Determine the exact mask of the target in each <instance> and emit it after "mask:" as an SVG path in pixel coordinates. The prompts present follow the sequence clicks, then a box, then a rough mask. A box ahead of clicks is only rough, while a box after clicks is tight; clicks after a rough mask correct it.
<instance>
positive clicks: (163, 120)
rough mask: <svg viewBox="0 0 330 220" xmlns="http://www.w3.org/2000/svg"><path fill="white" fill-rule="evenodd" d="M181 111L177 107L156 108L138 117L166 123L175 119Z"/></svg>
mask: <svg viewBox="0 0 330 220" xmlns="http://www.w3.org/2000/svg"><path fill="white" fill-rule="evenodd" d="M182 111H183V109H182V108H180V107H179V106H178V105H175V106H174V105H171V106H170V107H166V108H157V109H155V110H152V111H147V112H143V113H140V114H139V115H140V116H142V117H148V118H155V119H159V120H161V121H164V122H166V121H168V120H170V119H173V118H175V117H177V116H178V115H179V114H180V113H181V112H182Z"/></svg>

════════

» Exercise prompt:
Only the lines from the one containing "rough mask: <svg" through the end of the entries above should be written out, exactly and in full.

» Task answer:
rough mask: <svg viewBox="0 0 330 220" xmlns="http://www.w3.org/2000/svg"><path fill="white" fill-rule="evenodd" d="M181 111L177 107L156 108L138 117L166 123L175 119Z"/></svg>
mask: <svg viewBox="0 0 330 220" xmlns="http://www.w3.org/2000/svg"><path fill="white" fill-rule="evenodd" d="M182 111H183V109H182V108H180V107H179V106H178V105H175V106H174V105H171V106H170V107H166V108H157V109H155V110H152V111H147V112H143V113H140V114H139V115H140V116H142V117H148V118H155V119H159V120H161V121H164V122H166V121H168V120H170V119H173V118H175V117H177V116H178V115H179V114H180V113H181V112H182Z"/></svg>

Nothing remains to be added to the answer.